The bone sparing dose is 0.625mg/d.  Estrogen works better when given with calcium.  If the woman still has a uterus, she must also be given progesterone.

Estrogen also has a beneficial effect on coronary artery disease, vaginal atrophy and hot flushes.  The main side effect is breast cancer.  Women taking HRT would expect to go from 11 cases of breast cancer per 100 to 14 cases of breast cancer per 100, however the overall survival rate is higher.

Estrogen is thus contraindicated in women with a strong family history of breast cancer, or a personal history of thrombophlebitis or strok

Selective estrogen receptor modulators

Recently two estrogen receptors have been defined.  One exists in breast tissue, and SERMS (prototype is raloxifene) have antiestrogen effects in breast tissue but pro-estrogen effects on the skeleton.

Raloxifene has been shown to decrease the risk of breast cancer by 50% compared with estrogens, but is not as effective as estrogen on the skeleton.

Calcitonin

This is a hormone that specifically binds to osteoclasts and decreases their activity and number. It is secreted by the parafollicular cells of the thyroid.  It is not thought to be physiologically important in humans.

Salmon calcitonin is more potent than human calcitonin but resistance can develop to it.  The usual dose of salmon calcitonin is 200u sprayed into alternate nostrils each day.

Calcitonin is the only antiresorptive agent to have an analgesic effect, and may be used in the early stages after a vertebral crush fracture.  It doesn’t appear to have any ill effects on fracture healing.

Calcitonin is particularly effective in augmenting cancellous bone, but hasn’t been shown to be of benefit in cortical bone.  It may decrease the vertebral fracture rate by around 40%.

Bisphosphonates

Bisphosphonates are synthetic analogues of pyrophosphate that bind to hydroxyapatite.  The linking oxygen of the pyrophosphate is substituted by a carbon and various side chains.

They work by binding to the surface of hydroxyapatite crystals and inhibiting their resorption, as well as by poisoning osteoclasts.

PROBLEM DESCRIPTION:
Reproduce, word for word, the part of the passage on estrogen, calcitonin and bisphosphonates that begins with the words containing "Recently two estrogen" and ends with "effects on the skeleton.".

DATA SECTION:
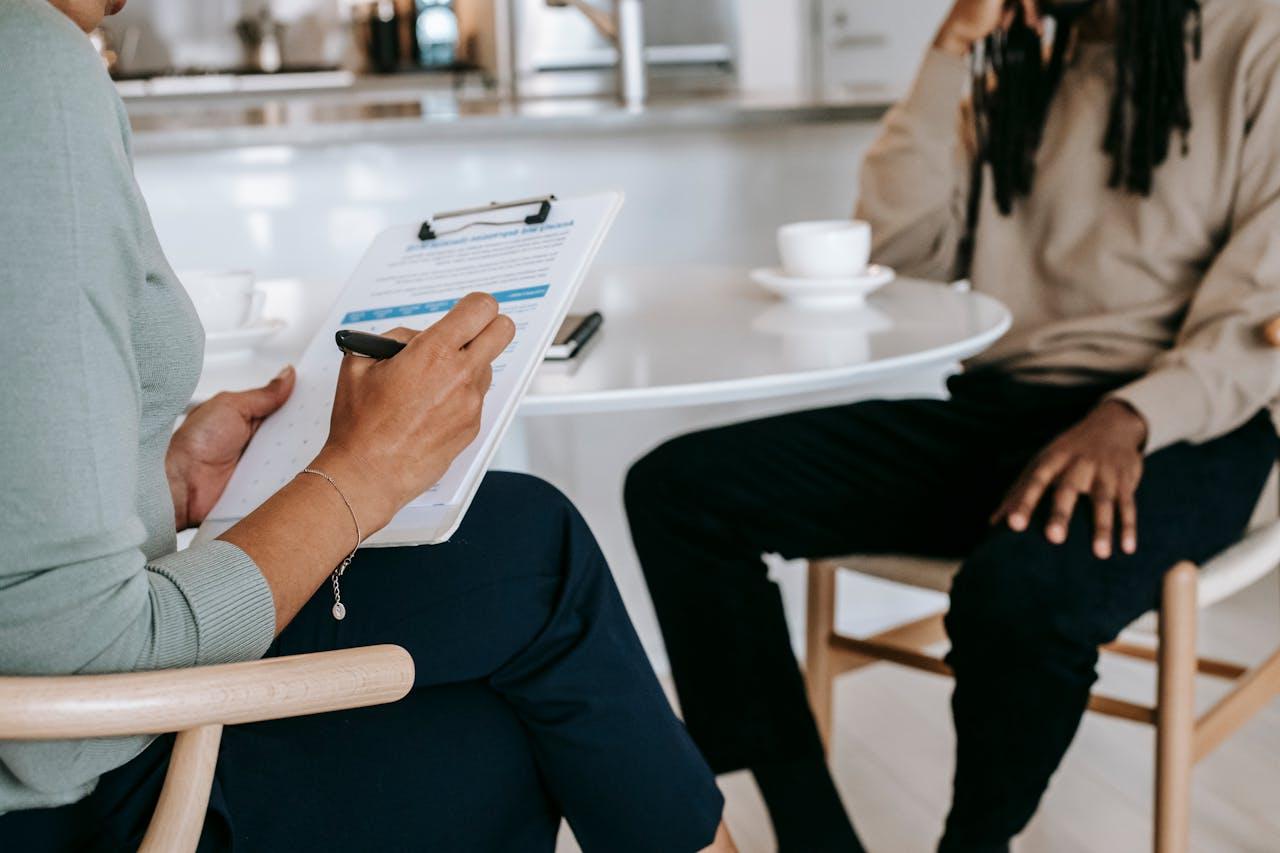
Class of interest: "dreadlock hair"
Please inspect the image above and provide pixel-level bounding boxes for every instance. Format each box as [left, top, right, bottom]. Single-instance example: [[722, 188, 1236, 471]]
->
[[973, 0, 1201, 215]]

RESPONSE TO THE TASK:
Recently two estrogen receptors have been defined.  One exists in breast tissue, and SERMS (prototype is raloxifene) have antiestrogen effects in breast tissue but pro-estrogen effects on the skeleton.